*Excerpt*.
It is unusual for South Asians to meet the South Asian standards for waist cut-offs (90 cm for men and 80 cm for women according to the International Diabetes Federation, and 78 cm for men and 72 cm for women according to the guidelines of Indian cardiologists [54]). Excess energy intake calories would, ideally, be deposited, principally, in the superficial subcutaneous compartments, especially those in the lower limbs—where fat deposit acts like a depot that is either neutral or even protective in relation to cardiovascular and metabolic outcomes [42, 55-57]. Rather, in South Asians the excess energy is too readily stored in the truncal, deep subcutaneous tissues, which are highly active and detrimental to metabolic outcomes [58] and in ectopic fat depots intra-abdominally, and in the liver, pancreas and around the heart [40].

Metabolic changes in later adulthood and middle and old age

A fatty liver does not respond well to insulin, so hepatic glucose and triacylglycerol production is not properly controlled, and blood glucose remains high, maintaining high levels of insulin production [59]. High levels of triacylglycerol inhibit insulin production. Insulin resistance in muscles means that glucose is directed to the liver, where it is converted into fat and stored, thereby creating insulin resistance there and sparking the fatty-liver vicious cycle [59]. This makes it harder to switch off endogenous glucose production, thus increasing glycaemia and inducing the release of more insulin. A new hypothesis has proposed that insulin is influential in directing the storage of fat in deep subcutaneous, intra-abdominal and ectopic depots—away from the primary, superficial, subcutaneous depots [60].

South Asians may also have more efficient mitochondria, less able to use energy to create heat (see Appendix, Box A1) [18, 61]. Their overall requirement for energy is lower, irrespective of basal metabolic rate or mitochondrial efficiency, because a higher proportion of their body is adipose tissue, which is less metabolically active than lean tissue. This, together with the insulin resistance and the propensity to deposit fat truncally, and especially in the liver, means South Asians are sensitized to the adverse effects of excess energy intake, even while their BMI remains comparatively low. Several studies have now demonstrated that, to achieve the metabolic profile of a European origin person with a BMI of approximately 30 kg/m2, a South Asian person needs a BMI as low as 22 kg/m2 [62, 63].

There are three main postulates on why the pancreas malfunctions in diabetes. First, there may be in vitro genetic and developmental reasons for a low number of properly functioning islets. Second, there may be β-cell apoptosis triggered by environmental factors; for example, ectopic fat in the pancreas or dietary factors acting as toxins. Third, there may be β-cell exhaustion arising from a high workload caused by insulin resistance [59]. In South Asians, all three factors seem to apply. With β-cell failure comes diabetes.

Box 1. The major risk/potentially causal factors identified by Ramachandran et al. [28] in discussing the epidemic of diabetes in South Asia

  • Genetic factors (varying prevalence of risk alleles, including thrifty genotype)

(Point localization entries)
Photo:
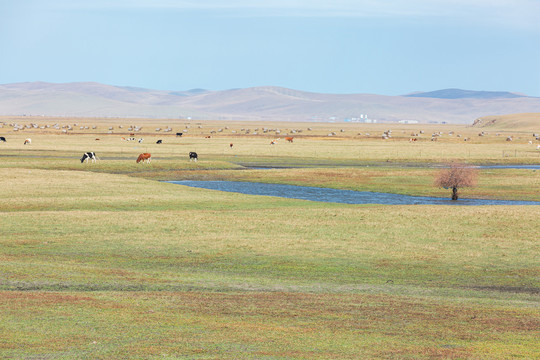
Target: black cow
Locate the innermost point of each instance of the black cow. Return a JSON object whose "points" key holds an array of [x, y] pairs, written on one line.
{"points": [[89, 156]]}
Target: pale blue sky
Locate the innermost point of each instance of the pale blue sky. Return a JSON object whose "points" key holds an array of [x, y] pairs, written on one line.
{"points": [[387, 47]]}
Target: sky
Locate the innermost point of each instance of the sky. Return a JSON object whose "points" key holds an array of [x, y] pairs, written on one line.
{"points": [[387, 47]]}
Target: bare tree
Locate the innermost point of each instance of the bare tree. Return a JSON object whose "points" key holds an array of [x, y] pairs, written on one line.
{"points": [[456, 176]]}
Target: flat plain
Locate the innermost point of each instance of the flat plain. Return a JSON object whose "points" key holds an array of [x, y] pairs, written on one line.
{"points": [[107, 261]]}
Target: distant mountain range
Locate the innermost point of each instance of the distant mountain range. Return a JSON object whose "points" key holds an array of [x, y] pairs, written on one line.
{"points": [[265, 103]]}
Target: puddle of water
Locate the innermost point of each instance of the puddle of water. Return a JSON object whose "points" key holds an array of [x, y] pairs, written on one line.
{"points": [[338, 196]]}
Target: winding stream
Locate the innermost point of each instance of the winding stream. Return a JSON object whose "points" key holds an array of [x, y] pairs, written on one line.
{"points": [[338, 196]]}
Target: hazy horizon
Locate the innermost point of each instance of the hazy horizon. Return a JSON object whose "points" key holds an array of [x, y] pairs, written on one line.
{"points": [[344, 47]]}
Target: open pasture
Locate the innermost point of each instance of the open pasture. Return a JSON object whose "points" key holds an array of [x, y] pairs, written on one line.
{"points": [[102, 261]]}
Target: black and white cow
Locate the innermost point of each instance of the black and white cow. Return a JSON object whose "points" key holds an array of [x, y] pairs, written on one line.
{"points": [[89, 156]]}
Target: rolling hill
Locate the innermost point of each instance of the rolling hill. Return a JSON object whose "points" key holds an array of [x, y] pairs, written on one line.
{"points": [[257, 103]]}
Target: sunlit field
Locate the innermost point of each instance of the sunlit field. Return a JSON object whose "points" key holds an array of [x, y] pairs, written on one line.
{"points": [[106, 261]]}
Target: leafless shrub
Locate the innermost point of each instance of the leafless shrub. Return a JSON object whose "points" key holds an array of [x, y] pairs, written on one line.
{"points": [[456, 176]]}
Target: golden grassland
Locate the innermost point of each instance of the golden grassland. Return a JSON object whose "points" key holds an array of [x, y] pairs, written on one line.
{"points": [[103, 261], [523, 121]]}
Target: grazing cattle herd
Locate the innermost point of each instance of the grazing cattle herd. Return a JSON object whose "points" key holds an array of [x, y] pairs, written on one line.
{"points": [[89, 156], [193, 156]]}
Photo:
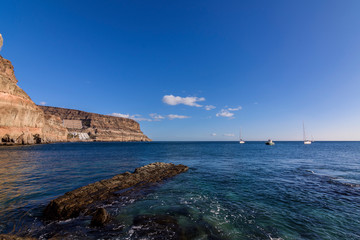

*Required work*.
Reproduce the passage of the excerpt on diabetes in South Asians that opens with the words containing "There are three" and closes with "including thrifty genotype)".

*Your solution*.
There are three main postulates on why the pancreas malfunctions in diabetes. First, there may be in vitro genetic and developmental reasons for a low number of properly functioning islets. Second, there may be β-cell apoptosis triggered by environmental factors; for example, ectopic fat in the pancreas or dietary factors acting as toxins. Third, there may be β-cell exhaustion arising from a high workload caused by insulin resistance [59]. In South Asians, all three factors seem to apply. With β-cell failure comes diabetes.

Box 1. The major risk/potentially causal factors identified by Ramachandran et al. [28] in discussing the epidemic of diabetes in South Asia

  • Genetic factors (varying prevalence of risk alleles, including thrifty genotype)